● SOURCE EXTRACT
On June 30, 2013 the Company had working capital of $2.6 million including $44 thousand in cash and cash equivalents. On December 31, 2012 we had working capital of $2.9 million including $196 thousand in cash and cash equivalents. Our current ratio at June 30, 2013 was 2.4 compared to 2.3 at December 31, 2012.
To conserve cash and manage our liquidity, we have implemented cost-cutting initiatives including the reduction of employee headcount and overhead costs. On June 30, 2013 we had a headcount of 28 compared to 32 as of June 30, 2012. One contractor in sales was not included in our headcount. We plan to continue to assess our cost structure as it relates to our revenues and cash position, and we may make further reductions if the actions are deemed necessary.
On April 10, 2012 Zoom entered into a Loan and Security Agreement with Silicon Valley Bank (the “Loan Agreement”). This Loan Agreement was filed with the SEC in an 8-K dated April 13, 2012. The Loan Agreement provided for up to $1 million of revolving credit, subject to a borrowing base formula and other terms and conditions as specified in the Loan Agreement. The Loan Agreement had a one year term which was set to expire April 9, 2013. Borrowings were secured by all of Zoom’s assets including Zoom’s intellectual property. Zoom terminated this loan with payment in full on December 19, 2012 in connection with a financing agreement with Rosenthal & Rosenthal, Inc.
On December 18, 2012, Zoom entered into a Financing Agreement with Rosenthal & Rosenthal, Inc. (the “Financing Agreement”). This Financing Agreement was filed with the SEC in an 8-K dated December 21, 2012. The Financing Agreement provides for up to $1.75 million of revolving credit, subject to a borrowing base formula and other terms and conditions as specified in the Financing Agreement. The Financing Agreement has a two year term. Borrowings are secured by all of Zoom’s assets including Zoom’s intellectual property. The Financing Agreement contains several covenants, including a requirement that we maintain specific levels of tangible net worth and working capital.
5
The Company is continuing to develop new products and to take other measures to increase sales. Increasing sales typically results in increased inventory and higher accounts receivable, both of which reduce cash. Zoom has two significant accounts who buy from Zoom on a consignment basis. Consigned inventory tends to result in slow payment to Zoom, since Zoom is only paid after the consigned inventory is sold by Zoom’s customer.
The Company has had recurring net losses and continues to experience negative cash flows from operations. Management does not believe the Company has sufficient resources to fund its normal operations over the next 12 months unless sales or gross margin improves significantly or the Company raises capital. Additional financing may not be available on terms favorable to the Company, or at all. If these funds are not available, the Company may not be able to execute its business plan or take advantage of business opportunities. The ability of the Company to obtain such additional financing and to achieve its operating goals is uncertain. Since the Company is unsure whether it will be able to obtain additional capital or has not been able to increase cash flow through the increase of sales, there is substantial doubt as to its ability to continue as a going concern. The accompanying financial statements do not include any adjustments that might result from the outcome of this uncertainty.

● AIM
Answer each question using the Zoom liquidity excerpt.
(a) What was the company's headcount on June 30, 2013?
(b) How much revolving credit does the Financing Agreement with Rosenthal & Rosenthal, Inc. provide for?
(c) What was the current ratio at December 31, 2012?
The data that follows comes from a different source than the Zoom liquidity excerpt.

● RECORDED DATA

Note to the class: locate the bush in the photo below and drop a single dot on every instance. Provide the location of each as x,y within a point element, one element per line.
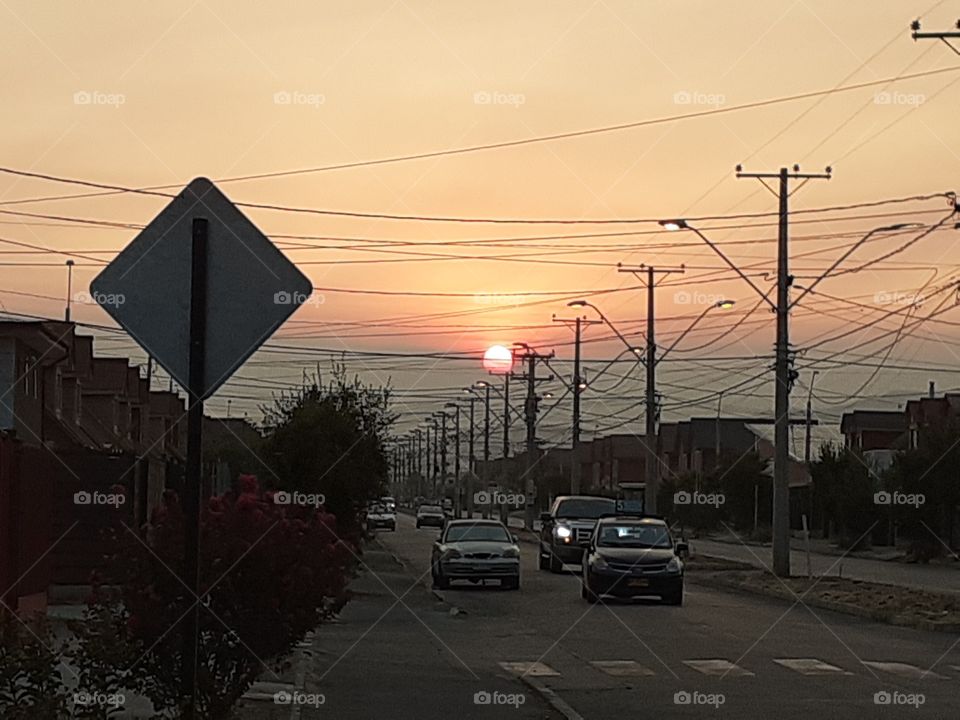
<point>269,574</point>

● SOLUTION TO THIS PROBLEM
(a) 28
(b) Up to $1.75 million
(c) 2.3